SOBRE A TAREFA:
Transcreva literalmente o trecho do texto sobre a democracia nas eleições que vai de "Assim, o Brasil" a "e ganha fôlego.".

TEXTO DE LEITURA:
Jornada Nacional de Lutas, Brasília, 24/08/2011

quinta-feira, 4 de outubro de 2012

A lei 9504/97 e a democracia nas eleições




Eleição após eleição, o tema sempre entra em discussão: a democracia do processo eleitoral brasileiro. Como qualquer outro tema de interesse social, este também é tratado com recorte de classe, posto que veremos neste artigo.
Vivemos, como muitos estufam o peito e afirmam com todo orgulho que possam ter, num "Estado Democrático e de Direito". Resumidamente falando, este tipo de Estado seria aquele construído sobre regras bem definidas e plenamente cumpridas, sendo tais regras (as leis) seguidas e obedecidas por todos os membros que vivem nesse Estado.
Assim, o Brasil se enquadraria neste perfil e seria um "Estado Democrático e de Direito". Afinal de contas, possuímos uma Constituição Federal em vigor há mais de 20 anos, os Estados e Municípios integrantes da Federação possuem cada um, sua própria Constituição, temos também várias leis ordinárias que regem as vidas de todos/as que vivem nesta parte sul do Equador. Além disso, teríamos um regime de governo baseado na sucessão contínua de seus dirigentes por meio de eleições, onde a população tem a condição de, através do voto livre, direto e secreto, de escolher seus representantes em todos os níveis, em todas as esferas de poder (federal, estadual e municipal). É aí que a cada eleição o debate sobre a democracia do processo eleitoral brasileiro surge e ganha fôlego.

Registros de uma fonte de dados:
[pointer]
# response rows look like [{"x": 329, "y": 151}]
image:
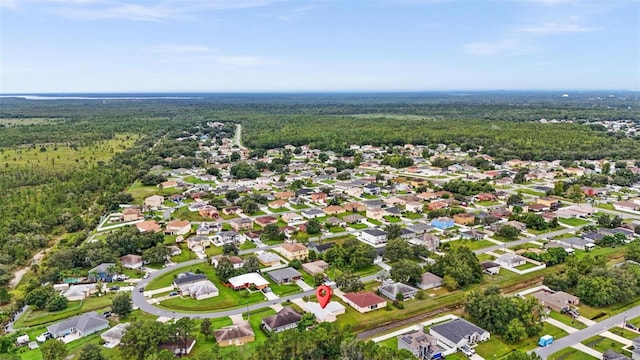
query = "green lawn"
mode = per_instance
[
  {"x": 570, "y": 354},
  {"x": 573, "y": 221},
  {"x": 39, "y": 317},
  {"x": 471, "y": 244},
  {"x": 567, "y": 320},
  {"x": 602, "y": 344}
]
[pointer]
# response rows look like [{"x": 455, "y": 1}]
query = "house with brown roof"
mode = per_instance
[
  {"x": 153, "y": 201},
  {"x": 235, "y": 335},
  {"x": 365, "y": 301},
  {"x": 283, "y": 195},
  {"x": 131, "y": 261},
  {"x": 278, "y": 204},
  {"x": 263, "y": 221},
  {"x": 354, "y": 206},
  {"x": 131, "y": 214},
  {"x": 315, "y": 267},
  {"x": 293, "y": 251},
  {"x": 286, "y": 319},
  {"x": 334, "y": 210},
  {"x": 464, "y": 218},
  {"x": 148, "y": 226},
  {"x": 319, "y": 197},
  {"x": 178, "y": 227},
  {"x": 240, "y": 224}
]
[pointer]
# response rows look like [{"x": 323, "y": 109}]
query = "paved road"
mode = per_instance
[{"x": 593, "y": 330}]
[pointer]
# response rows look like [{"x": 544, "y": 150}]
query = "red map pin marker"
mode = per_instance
[{"x": 323, "y": 293}]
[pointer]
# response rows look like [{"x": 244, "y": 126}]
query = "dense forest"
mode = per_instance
[{"x": 48, "y": 199}]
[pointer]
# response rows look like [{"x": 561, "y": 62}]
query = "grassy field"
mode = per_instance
[
  {"x": 573, "y": 221},
  {"x": 62, "y": 155},
  {"x": 602, "y": 344},
  {"x": 39, "y": 317},
  {"x": 570, "y": 354}
]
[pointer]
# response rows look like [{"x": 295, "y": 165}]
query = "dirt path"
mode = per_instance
[{"x": 37, "y": 258}]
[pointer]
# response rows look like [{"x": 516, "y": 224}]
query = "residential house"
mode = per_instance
[
  {"x": 371, "y": 189},
  {"x": 319, "y": 197},
  {"x": 415, "y": 207},
  {"x": 234, "y": 335},
  {"x": 236, "y": 261},
  {"x": 443, "y": 223},
  {"x": 240, "y": 224},
  {"x": 154, "y": 201},
  {"x": 511, "y": 260},
  {"x": 178, "y": 227},
  {"x": 293, "y": 219},
  {"x": 269, "y": 259},
  {"x": 286, "y": 319},
  {"x": 423, "y": 346},
  {"x": 148, "y": 226},
  {"x": 315, "y": 267},
  {"x": 429, "y": 281},
  {"x": 458, "y": 333},
  {"x": 373, "y": 236},
  {"x": 333, "y": 210},
  {"x": 245, "y": 281},
  {"x": 113, "y": 336},
  {"x": 635, "y": 354},
  {"x": 490, "y": 267},
  {"x": 285, "y": 276},
  {"x": 473, "y": 234},
  {"x": 556, "y": 300},
  {"x": 312, "y": 213},
  {"x": 104, "y": 272},
  {"x": 464, "y": 219},
  {"x": 393, "y": 290},
  {"x": 364, "y": 301},
  {"x": 354, "y": 206},
  {"x": 131, "y": 214},
  {"x": 79, "y": 292},
  {"x": 327, "y": 314},
  {"x": 131, "y": 261},
  {"x": 293, "y": 251},
  {"x": 82, "y": 325}
]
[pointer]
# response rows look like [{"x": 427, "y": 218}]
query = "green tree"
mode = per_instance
[
  {"x": 121, "y": 304},
  {"x": 91, "y": 352},
  {"x": 349, "y": 282},
  {"x": 393, "y": 231},
  {"x": 508, "y": 232},
  {"x": 521, "y": 355},
  {"x": 406, "y": 271},
  {"x": 313, "y": 227},
  {"x": 397, "y": 249},
  {"x": 205, "y": 328},
  {"x": 142, "y": 339},
  {"x": 53, "y": 349},
  {"x": 225, "y": 269},
  {"x": 58, "y": 303}
]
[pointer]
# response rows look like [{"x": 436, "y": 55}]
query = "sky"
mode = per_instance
[{"x": 331, "y": 45}]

RESPOSTA À TAREFA:
Assim, o Brasil se enquadraria neste perfil e seria um "Estado Democrático e de Direito". Afinal de contas, possuímos uma Constituição Federal em vigor há mais de 20 anos, os Estados e Municípios integrantes da Federação possuem cada um, sua própria Constituição, temos também várias leis ordinárias que regem as vidas de todos/as que vivem nesta parte sul do Equador. Além disso, teríamos um regime de governo baseado na sucessão contínua de seus dirigentes por meio de eleições, onde a população tem a condição de, através do voto livre, direto e secreto, de escolher seus representantes em todos os níveis, em todas as esferas de poder (federal, estadual e municipal). É aí que a cada eleição o debate sobre a democracia do processo eleitoral brasileiro surge e ganha fôlego.